Position annotation records
========

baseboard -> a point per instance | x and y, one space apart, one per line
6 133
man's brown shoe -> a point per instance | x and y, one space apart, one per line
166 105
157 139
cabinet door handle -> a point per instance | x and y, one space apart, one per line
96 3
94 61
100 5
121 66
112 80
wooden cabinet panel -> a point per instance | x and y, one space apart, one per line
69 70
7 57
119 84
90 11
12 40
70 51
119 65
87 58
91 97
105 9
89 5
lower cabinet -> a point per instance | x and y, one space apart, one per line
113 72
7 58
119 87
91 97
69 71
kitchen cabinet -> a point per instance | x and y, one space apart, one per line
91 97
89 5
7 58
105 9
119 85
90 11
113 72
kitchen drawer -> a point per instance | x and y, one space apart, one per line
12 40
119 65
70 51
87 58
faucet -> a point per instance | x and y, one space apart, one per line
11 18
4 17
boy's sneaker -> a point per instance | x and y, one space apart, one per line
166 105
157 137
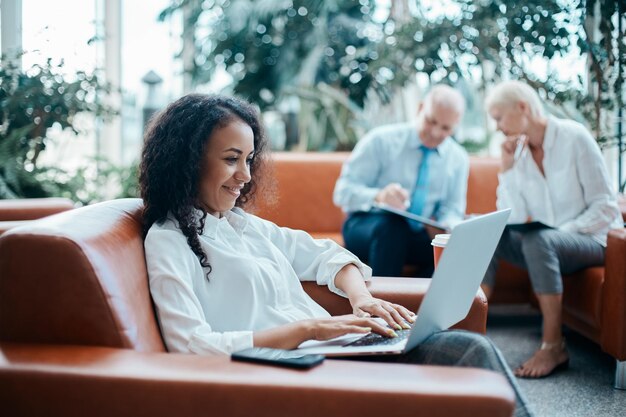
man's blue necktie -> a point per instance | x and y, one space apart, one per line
421 187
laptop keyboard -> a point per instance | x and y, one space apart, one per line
374 339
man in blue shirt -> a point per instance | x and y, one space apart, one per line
413 166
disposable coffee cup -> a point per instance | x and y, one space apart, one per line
439 243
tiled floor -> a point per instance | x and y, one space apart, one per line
584 389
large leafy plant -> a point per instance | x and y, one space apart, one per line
31 102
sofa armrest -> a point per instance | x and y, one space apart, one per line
613 336
11 224
408 292
93 381
33 208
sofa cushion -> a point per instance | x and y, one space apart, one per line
78 277
582 301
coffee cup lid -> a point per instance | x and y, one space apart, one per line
441 239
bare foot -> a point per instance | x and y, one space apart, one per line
550 357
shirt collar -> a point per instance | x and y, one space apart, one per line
235 217
415 142
550 136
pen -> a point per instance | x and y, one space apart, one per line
519 148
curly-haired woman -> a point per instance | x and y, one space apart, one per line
223 280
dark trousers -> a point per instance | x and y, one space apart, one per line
386 243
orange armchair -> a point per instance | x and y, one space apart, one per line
78 336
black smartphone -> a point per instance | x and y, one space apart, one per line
278 357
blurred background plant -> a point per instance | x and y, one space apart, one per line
32 102
322 50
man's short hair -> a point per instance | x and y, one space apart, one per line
508 93
447 97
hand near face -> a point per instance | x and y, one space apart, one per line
393 195
508 152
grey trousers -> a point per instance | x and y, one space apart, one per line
461 348
546 254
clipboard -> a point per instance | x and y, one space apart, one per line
411 216
527 227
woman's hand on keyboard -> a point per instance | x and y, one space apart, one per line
395 315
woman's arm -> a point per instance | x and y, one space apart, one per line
290 336
350 280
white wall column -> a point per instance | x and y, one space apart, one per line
11 24
110 140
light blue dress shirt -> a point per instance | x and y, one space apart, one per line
391 154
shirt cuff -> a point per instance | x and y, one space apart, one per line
209 342
506 177
569 227
338 262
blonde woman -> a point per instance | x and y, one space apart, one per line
553 172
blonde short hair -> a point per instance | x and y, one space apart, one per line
508 93
447 97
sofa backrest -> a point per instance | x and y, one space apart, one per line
481 184
305 184
78 277
304 191
33 208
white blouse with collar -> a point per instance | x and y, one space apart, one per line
254 283
574 195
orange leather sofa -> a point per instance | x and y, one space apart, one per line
594 301
79 337
15 212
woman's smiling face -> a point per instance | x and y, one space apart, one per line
226 167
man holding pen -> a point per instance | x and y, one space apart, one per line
413 166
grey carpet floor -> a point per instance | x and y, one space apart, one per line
584 389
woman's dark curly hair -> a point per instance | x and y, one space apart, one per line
174 148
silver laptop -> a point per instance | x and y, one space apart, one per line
453 287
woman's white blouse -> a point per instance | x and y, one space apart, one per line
254 283
574 195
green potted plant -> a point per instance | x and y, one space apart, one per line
31 102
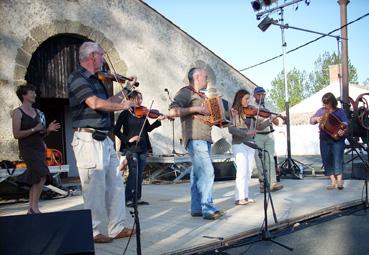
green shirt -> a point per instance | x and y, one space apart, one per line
192 129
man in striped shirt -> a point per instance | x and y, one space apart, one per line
97 162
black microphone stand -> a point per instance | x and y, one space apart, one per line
265 233
173 146
135 209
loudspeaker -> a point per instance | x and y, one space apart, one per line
224 171
68 232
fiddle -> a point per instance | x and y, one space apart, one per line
142 111
108 76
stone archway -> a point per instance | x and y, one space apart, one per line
41 33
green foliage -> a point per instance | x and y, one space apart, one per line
366 82
297 87
301 85
320 77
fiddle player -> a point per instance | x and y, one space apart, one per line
264 139
242 130
97 161
136 144
331 150
189 102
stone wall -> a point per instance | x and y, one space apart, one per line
139 41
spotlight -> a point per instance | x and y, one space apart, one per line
265 23
256 5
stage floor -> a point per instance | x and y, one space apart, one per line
168 228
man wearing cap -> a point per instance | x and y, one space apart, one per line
264 139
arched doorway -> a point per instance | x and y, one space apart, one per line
48 71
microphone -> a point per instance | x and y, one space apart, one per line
167 91
253 145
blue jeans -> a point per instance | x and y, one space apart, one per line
202 177
131 180
332 155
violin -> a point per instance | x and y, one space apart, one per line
108 76
252 111
142 111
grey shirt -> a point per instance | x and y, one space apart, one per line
192 128
239 130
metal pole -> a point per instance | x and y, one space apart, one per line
286 94
344 55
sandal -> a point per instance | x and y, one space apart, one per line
332 186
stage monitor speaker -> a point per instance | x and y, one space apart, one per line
224 171
68 232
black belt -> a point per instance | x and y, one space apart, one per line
265 133
89 130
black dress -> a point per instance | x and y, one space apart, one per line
32 151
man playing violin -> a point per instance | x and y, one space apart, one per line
135 144
97 162
264 138
189 102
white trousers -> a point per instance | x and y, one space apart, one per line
102 186
244 158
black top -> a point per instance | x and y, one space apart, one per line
131 127
82 84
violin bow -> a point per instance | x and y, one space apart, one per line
146 117
115 75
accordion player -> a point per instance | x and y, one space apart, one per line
219 112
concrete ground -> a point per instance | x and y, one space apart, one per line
168 228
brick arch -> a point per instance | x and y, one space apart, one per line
41 33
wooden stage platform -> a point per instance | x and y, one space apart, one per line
168 228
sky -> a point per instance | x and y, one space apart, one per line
229 28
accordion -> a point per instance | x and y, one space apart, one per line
330 124
219 112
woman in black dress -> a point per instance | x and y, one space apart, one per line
135 145
29 128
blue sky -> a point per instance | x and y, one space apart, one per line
229 29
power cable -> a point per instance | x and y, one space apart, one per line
305 44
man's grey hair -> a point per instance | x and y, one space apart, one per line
192 73
87 48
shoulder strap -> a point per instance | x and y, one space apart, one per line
200 94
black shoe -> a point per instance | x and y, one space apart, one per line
199 214
140 202
213 216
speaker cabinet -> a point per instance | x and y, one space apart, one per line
68 232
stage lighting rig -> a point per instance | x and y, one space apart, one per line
258 4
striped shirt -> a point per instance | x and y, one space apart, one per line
82 85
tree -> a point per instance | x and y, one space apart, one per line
297 88
366 82
320 77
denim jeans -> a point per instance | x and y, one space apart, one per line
332 155
202 177
131 180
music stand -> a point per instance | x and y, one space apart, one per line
134 213
265 233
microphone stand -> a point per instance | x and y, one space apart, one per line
265 233
173 145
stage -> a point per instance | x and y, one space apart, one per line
168 228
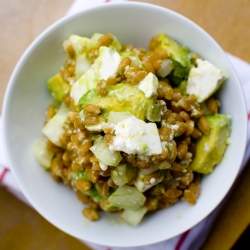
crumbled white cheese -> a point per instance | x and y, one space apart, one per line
54 128
103 166
104 66
149 85
204 80
134 136
206 147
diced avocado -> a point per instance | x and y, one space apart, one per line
80 175
211 147
42 155
133 217
58 87
55 126
123 174
104 154
179 55
120 98
127 197
154 113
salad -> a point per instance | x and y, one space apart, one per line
131 130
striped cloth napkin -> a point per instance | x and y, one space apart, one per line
189 240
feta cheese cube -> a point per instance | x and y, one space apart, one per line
204 80
134 136
149 85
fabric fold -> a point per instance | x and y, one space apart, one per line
191 239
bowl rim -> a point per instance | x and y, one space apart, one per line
33 45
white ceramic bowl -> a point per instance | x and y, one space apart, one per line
27 98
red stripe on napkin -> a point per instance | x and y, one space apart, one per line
181 240
2 175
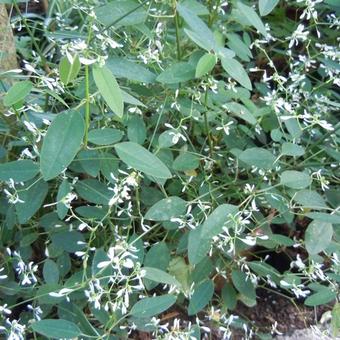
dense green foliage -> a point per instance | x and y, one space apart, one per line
155 157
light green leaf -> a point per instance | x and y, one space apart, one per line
323 217
129 11
241 111
236 71
322 297
186 161
291 149
61 143
199 31
136 130
105 136
69 68
243 284
160 276
56 329
205 64
258 157
177 73
310 199
166 209
33 196
109 89
19 171
50 271
266 6
152 306
124 68
93 191
201 297
158 256
17 92
200 238
318 236
295 179
139 158
63 190
251 16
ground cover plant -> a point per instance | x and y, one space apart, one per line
163 162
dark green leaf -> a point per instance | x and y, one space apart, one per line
139 158
19 171
61 143
109 89
56 329
201 297
152 306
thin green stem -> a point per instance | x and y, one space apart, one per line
174 4
87 104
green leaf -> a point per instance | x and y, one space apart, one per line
251 17
160 276
139 158
241 111
186 161
152 306
206 63
61 143
295 179
17 92
89 161
105 136
258 157
93 191
50 271
128 12
201 297
177 73
19 171
236 71
158 257
33 196
199 31
63 190
70 241
318 236
323 217
56 329
109 89
69 68
200 238
123 68
243 284
310 199
263 269
166 209
291 149
321 297
136 130
266 6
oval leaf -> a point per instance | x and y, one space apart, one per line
137 157
56 329
236 71
295 179
19 171
61 143
109 89
17 92
152 306
201 297
318 236
166 209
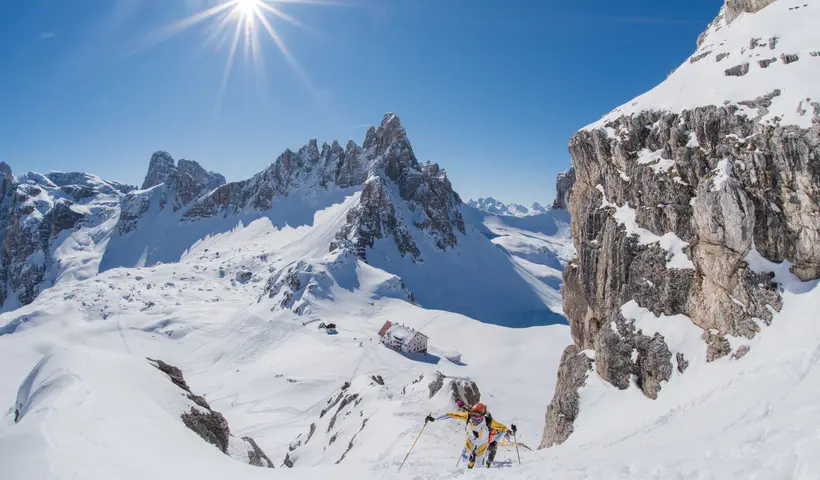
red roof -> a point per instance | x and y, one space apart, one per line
385 328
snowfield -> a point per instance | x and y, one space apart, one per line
236 302
96 405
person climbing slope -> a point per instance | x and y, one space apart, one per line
483 433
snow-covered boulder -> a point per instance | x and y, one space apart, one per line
81 407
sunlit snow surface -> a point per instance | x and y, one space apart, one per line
97 410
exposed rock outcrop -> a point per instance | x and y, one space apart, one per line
333 437
211 425
462 389
563 189
666 209
35 210
424 190
734 8
563 410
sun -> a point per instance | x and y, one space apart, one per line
242 22
247 8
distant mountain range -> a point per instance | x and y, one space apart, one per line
494 206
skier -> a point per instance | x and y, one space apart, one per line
483 433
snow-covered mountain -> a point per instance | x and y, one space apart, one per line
690 302
51 225
694 215
229 282
491 205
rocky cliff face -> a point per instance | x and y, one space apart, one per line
397 190
34 210
211 425
425 197
180 184
667 208
563 187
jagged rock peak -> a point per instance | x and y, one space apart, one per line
390 131
734 8
563 187
162 167
5 169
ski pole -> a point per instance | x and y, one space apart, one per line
414 445
515 438
460 456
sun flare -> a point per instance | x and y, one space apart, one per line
242 22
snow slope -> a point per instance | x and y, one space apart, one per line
104 406
779 30
491 205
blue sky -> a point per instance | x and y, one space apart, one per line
490 89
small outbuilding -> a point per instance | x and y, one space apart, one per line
402 338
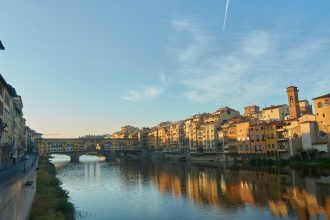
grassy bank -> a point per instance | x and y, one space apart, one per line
51 201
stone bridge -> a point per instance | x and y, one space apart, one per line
74 148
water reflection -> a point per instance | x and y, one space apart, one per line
164 190
284 192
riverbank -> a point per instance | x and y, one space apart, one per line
51 201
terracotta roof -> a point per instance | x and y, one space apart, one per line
323 96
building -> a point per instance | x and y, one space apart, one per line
293 101
305 107
127 131
275 113
143 136
176 133
257 140
251 110
12 125
322 110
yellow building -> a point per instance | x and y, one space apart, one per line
242 136
322 109
275 113
271 140
176 133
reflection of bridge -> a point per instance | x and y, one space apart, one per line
75 148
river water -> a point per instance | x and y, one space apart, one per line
145 190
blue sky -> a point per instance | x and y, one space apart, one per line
90 67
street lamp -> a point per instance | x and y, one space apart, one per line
1 46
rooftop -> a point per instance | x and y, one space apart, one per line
272 107
323 96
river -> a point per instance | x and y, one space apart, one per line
103 190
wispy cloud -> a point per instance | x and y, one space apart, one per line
147 91
240 68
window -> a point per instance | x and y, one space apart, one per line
323 135
295 136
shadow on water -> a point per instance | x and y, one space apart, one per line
195 191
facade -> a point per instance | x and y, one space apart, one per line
251 110
143 136
176 134
126 132
305 107
12 125
275 113
293 101
257 139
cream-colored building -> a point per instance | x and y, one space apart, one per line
275 113
205 137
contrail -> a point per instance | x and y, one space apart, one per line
226 11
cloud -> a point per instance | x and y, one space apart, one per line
147 92
242 67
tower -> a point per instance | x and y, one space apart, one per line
293 101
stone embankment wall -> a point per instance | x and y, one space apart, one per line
16 197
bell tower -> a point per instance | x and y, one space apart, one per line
293 101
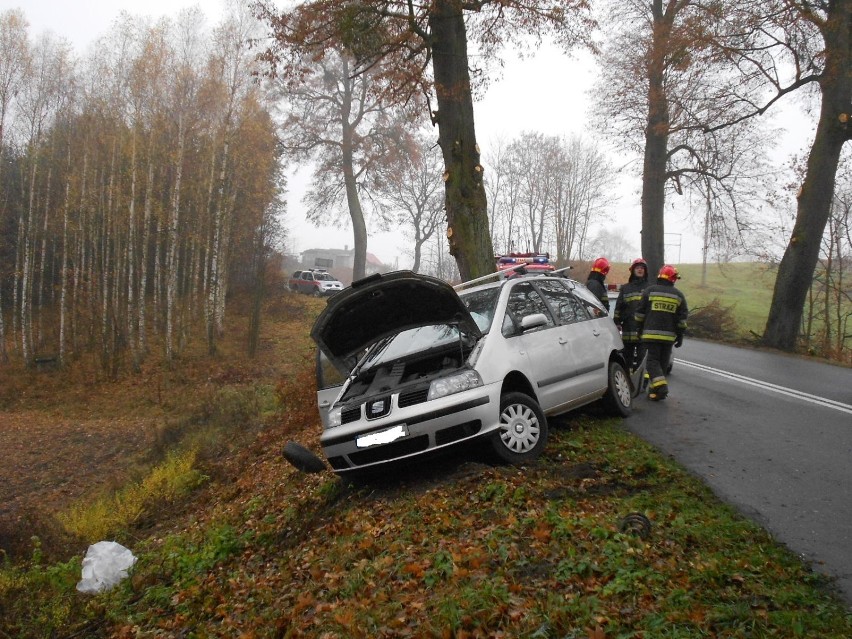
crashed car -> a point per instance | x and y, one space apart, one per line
409 366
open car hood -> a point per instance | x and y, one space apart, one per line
379 306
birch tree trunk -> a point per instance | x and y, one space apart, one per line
172 246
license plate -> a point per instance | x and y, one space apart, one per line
382 437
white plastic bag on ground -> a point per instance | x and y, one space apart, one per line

========

*Written problem*:
Write the lines from the line containing "stone embankment wall" through the last line of the data out again exactly, and only those lines; pictures stay out.

*Result below*:
stone embankment wall -> a point per instance | x and y, one space apart, one per line
16 197
bell tower -> a point per instance | x and y, one space apart, one per line
293 101
crashed car -> a point per instance | x and y, one space apart, one per line
409 366
open car hood -> a point per instance | x and y, one space apart, one per line
379 306
birch tree trunk -> a point per instance | x and y, one space apart, one per line
172 246
license plate -> a point per instance | x and y, one space apart, one per line
382 437
white plastic bag on ground -> a point per instance | x and y, one space apart, one per line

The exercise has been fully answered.